REQUIRED TASK:
Pull out each line below that contains the word "query", copying it in full.

SUPPLIED MATERIAL:
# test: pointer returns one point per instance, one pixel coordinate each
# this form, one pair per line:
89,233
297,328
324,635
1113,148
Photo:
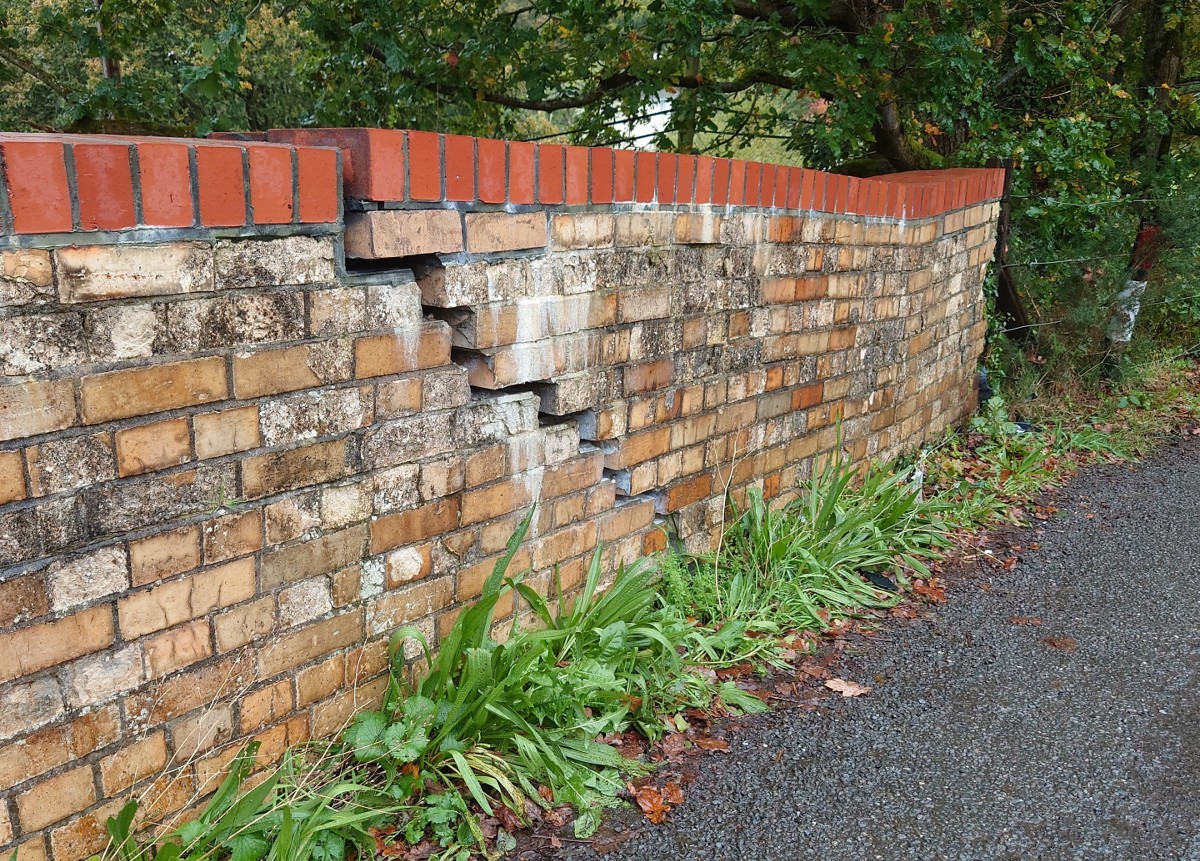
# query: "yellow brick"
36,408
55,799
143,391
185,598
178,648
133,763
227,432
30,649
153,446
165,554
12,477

* * *

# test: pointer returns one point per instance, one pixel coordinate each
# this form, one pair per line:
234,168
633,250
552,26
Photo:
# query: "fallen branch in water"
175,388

RESPONSE TO THIS TASK:
# query: "yellow brick"
# query: "fallen branch in water"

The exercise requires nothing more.